**Texto para leitura:**
※

Universidades portuguesas respondem aos desafios colocados pela cibersegurança com uma oferta estrturada, participação em projetos de investigação europeus e parcerias.
3 Abril 2022, 18h00

O espaço cibernético europeu vai, em breve, ficar mais seguro e há expertise portuguesa envolvida. “É uma atuação inserida no projeto PANDORA”, revela António Pinto, do Instituto de Engenharia de Sistemas e Computadores, Tecnologia e Ciência (INESC TEC) ao Jornal Económico. O investigador, que também é professor no Instituto Politécnico do Porto, adianta: “A mais recente atuação do INESC TEC insere-se na partilha segura, confidencial e controlada de informação relativa a ataques e ameaças cibernéticas, usando para tal mecanismos de cifras pesquisáveis.”

O projeto envolve 15 parceiros de sete países, conta com um orçamento de 7,6 milhões de euros e ficará concluído em novembro deste ano. Objetivo? Reforçar a capacidade de defesa cibernética da União Europeia, através da conceção e implementação de uma solução aberta para a deteção de ameaças em tempo real e resposta a incidentes, com foco na proteção de postos de trabalho, bem como na partilha de informações.

“Decidir que estamos na presença de um ataque informático requer informação, muita informação, disponível atempadamente, de forma segura e de fontes confiáveis”, salienta o investigador.

A União Europeia financia já o desenvolvimento e manutenção de uma plataforma de partilha deste tipo de informação — a plataforma MISP. Embora seja adequada a partilha de informação num contexto empresarial e institucional, a sua aplicabilidade é um pouco mais reduzida no contexto militar ou da Defesa. É justamente esse o contexto a que se destina, para já, o sistema PANDORA.

A solução será integrada e avaliada num ambiente pré-operacional contra dois casos relevantes de utilização: segurança de navios de guerra e segurança da rede de sensores militares.

※

[Excertos de dados de anotação de pontos]
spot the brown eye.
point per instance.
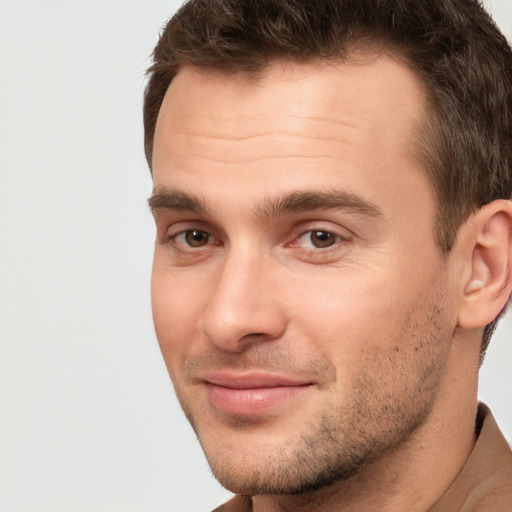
(321, 239)
(195, 238)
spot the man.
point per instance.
(332, 185)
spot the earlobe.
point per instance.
(488, 259)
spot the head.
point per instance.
(453, 47)
(348, 306)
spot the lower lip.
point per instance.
(253, 401)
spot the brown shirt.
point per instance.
(483, 485)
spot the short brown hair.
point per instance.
(454, 47)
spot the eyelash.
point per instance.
(184, 249)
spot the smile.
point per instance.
(252, 395)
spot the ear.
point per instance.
(487, 252)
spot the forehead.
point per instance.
(376, 87)
(348, 122)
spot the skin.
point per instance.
(366, 314)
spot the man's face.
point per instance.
(300, 301)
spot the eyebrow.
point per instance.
(293, 202)
(175, 200)
(303, 201)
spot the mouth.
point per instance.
(252, 394)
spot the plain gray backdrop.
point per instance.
(88, 417)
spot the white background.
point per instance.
(88, 420)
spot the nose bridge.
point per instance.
(242, 305)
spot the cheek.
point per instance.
(177, 304)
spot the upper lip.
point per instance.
(252, 380)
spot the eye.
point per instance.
(192, 238)
(318, 239)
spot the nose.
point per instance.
(244, 304)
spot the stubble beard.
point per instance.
(355, 430)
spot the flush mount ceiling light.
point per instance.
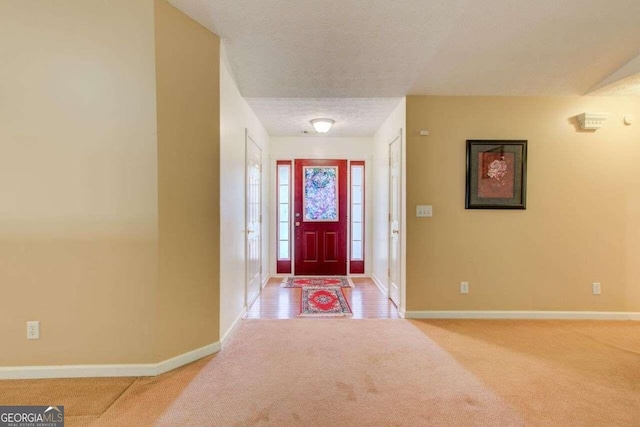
(322, 125)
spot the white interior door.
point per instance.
(253, 217)
(395, 189)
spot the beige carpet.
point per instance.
(554, 373)
(343, 372)
(335, 372)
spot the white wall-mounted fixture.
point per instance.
(592, 121)
(322, 125)
(424, 211)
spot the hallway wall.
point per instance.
(188, 103)
(78, 179)
(581, 222)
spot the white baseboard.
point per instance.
(379, 284)
(130, 370)
(549, 315)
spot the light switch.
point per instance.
(424, 211)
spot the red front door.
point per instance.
(320, 217)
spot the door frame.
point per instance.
(248, 141)
(399, 266)
(273, 206)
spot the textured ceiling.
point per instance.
(292, 116)
(373, 49)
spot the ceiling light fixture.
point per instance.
(322, 125)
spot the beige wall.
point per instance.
(78, 201)
(581, 222)
(188, 94)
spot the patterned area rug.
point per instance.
(318, 281)
(324, 301)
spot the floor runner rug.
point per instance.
(324, 301)
(317, 281)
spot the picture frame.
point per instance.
(496, 174)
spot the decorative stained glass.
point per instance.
(320, 193)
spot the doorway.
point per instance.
(395, 197)
(253, 218)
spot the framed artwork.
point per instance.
(496, 174)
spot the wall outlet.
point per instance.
(464, 287)
(424, 211)
(33, 330)
(595, 287)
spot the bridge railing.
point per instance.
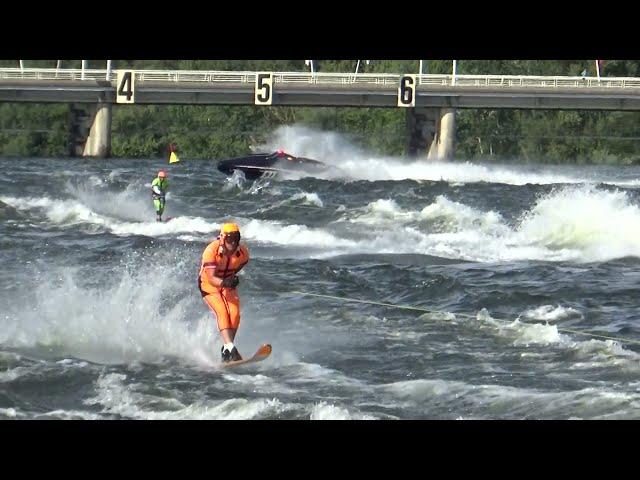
(382, 80)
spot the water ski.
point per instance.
(262, 353)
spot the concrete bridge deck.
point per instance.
(323, 89)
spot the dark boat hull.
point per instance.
(254, 166)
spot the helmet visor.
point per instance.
(232, 237)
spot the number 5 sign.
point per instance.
(126, 87)
(264, 90)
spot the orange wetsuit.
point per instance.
(223, 302)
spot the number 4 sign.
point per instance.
(126, 87)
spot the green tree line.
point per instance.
(564, 136)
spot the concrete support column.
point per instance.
(447, 134)
(99, 142)
(431, 132)
(421, 129)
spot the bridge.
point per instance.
(431, 99)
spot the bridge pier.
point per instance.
(431, 132)
(99, 142)
(90, 130)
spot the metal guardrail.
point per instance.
(383, 80)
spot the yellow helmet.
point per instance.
(229, 227)
(230, 232)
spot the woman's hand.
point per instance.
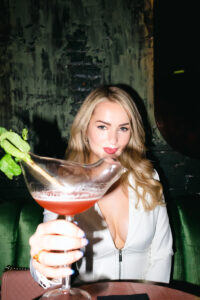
(50, 241)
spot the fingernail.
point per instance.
(79, 254)
(72, 272)
(84, 242)
(81, 234)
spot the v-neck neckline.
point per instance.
(97, 208)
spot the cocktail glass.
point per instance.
(68, 188)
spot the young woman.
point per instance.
(128, 229)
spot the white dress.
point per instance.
(146, 254)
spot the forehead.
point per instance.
(110, 109)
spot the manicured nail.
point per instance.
(79, 254)
(81, 234)
(72, 272)
(84, 242)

※

**Objetivo:** Devolva, sem qualquer alteração, o trecho do texto sobre cibersegurança que vai de "A solução será" a "de sensores militares.", ambos incluídos.

**Resposta escrita:**
A solução será integrada e avaliada num ambiente pré-operacional contra dois casos relevantes de utilização: segurança de navios de guerra e segurança da rede de sensores militares.